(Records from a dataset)

******************************

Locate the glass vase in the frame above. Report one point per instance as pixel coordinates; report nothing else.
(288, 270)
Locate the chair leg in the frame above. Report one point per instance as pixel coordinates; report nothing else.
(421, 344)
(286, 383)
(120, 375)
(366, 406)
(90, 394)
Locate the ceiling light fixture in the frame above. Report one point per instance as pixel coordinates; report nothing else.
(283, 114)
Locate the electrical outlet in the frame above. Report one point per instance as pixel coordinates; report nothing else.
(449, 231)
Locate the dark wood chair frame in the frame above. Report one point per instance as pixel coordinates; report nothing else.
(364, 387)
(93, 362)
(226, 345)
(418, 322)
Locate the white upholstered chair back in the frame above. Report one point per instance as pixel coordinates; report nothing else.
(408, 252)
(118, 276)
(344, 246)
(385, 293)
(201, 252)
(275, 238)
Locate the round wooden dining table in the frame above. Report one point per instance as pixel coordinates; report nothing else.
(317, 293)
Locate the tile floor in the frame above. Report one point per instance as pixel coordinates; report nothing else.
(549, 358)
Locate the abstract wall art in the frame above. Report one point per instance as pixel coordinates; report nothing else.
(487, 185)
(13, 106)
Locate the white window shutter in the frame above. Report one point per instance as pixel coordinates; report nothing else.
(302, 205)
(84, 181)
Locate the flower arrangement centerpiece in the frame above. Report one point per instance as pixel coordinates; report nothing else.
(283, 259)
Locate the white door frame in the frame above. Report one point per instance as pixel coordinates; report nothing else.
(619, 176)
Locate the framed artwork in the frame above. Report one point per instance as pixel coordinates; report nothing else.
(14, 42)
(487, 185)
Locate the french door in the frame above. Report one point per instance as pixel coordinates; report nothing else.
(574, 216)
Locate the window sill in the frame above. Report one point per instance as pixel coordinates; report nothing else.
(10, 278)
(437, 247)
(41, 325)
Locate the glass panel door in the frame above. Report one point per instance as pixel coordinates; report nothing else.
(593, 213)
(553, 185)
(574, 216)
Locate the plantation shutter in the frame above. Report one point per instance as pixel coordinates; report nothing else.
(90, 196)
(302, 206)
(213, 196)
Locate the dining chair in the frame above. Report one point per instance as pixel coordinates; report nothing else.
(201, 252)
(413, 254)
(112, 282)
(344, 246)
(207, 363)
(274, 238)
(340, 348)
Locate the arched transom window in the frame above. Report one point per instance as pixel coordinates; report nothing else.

******************************

§ OBJECTIVE
Recopy the whole listing exactly.

§ FULL OUTPUT
Locate the glass vase in the frame above. Report one point per instance as pixel coordinates; report nothing else.
(288, 270)
Locate the chair leg in the frame above. Report one point per instance as pixel coordinates; report nothing else.
(421, 344)
(286, 383)
(120, 375)
(366, 406)
(90, 394)
Locate the ceiling light fixture in the frame above. Report one point per instance as pixel coordinates; report nothing else.
(283, 114)
Locate the electrical outlet in the frame above. Report one point per instance as pixel coordinates; report nothing else.
(449, 231)
Locate the dark wood chair frame in the frame above. Report one point per instance as pixel coordinates; report nothing else.
(364, 387)
(93, 362)
(226, 345)
(418, 322)
Locate the white upholstered chair back in the frame above. Report one point per instance as pixel coordinates; report nothing else.
(408, 252)
(118, 276)
(344, 246)
(385, 293)
(201, 252)
(275, 238)
Locate the round wooden dining table in the frame above. Report one point per instance as pixel coordinates; report nothing else.
(317, 293)
Locate the tile floor in the frame above. Report one point per instance as pixel coordinates; report nothing else.
(549, 358)
Locate the abstract wall art in the frame above. Report one point per instance as pixel coordinates; report nothing else.
(487, 185)
(13, 106)
Locate the white window shutter in the frame above. Report one point per instance as pixel coordinates; report nothing else.
(302, 205)
(84, 181)
Locate the flower arrangement centerpiece in the frame above. Report one point per instance as pixel coordinates; report nothing else.
(283, 259)
Locate the white door frame in the frame above. Report one point per instance as pixel coordinates; report nothing else.
(619, 176)
Locate the framed artwork in the frame above. Report one point per instance as pixel coordinates; report nothing else.
(14, 42)
(487, 185)
Locate the french door in the frame above. Report one point per instance as pixel coordinates; report nothing else.
(574, 216)
Locate the window sill in the frame above. Report one point per instance as pixel coordinates; report nothing else.
(10, 278)
(437, 247)
(41, 325)
Locate the glass panel door in the frame above. Report one point per instance as pixel coordinates; report nothing else.
(593, 213)
(553, 185)
(574, 216)
Locate the plantation shutter in the frame above. Report one point per instance as pixel coordinates; report nothing else.
(90, 196)
(302, 206)
(213, 196)
Locate the dining chair in the frame above. Report one point per instance as pixel coordinates; report nothing else.
(201, 252)
(413, 254)
(112, 282)
(344, 246)
(207, 363)
(274, 238)
(340, 348)
Locate the arched transom window in the frame above. Report one point per instance as pixel coordinates; report nothing else.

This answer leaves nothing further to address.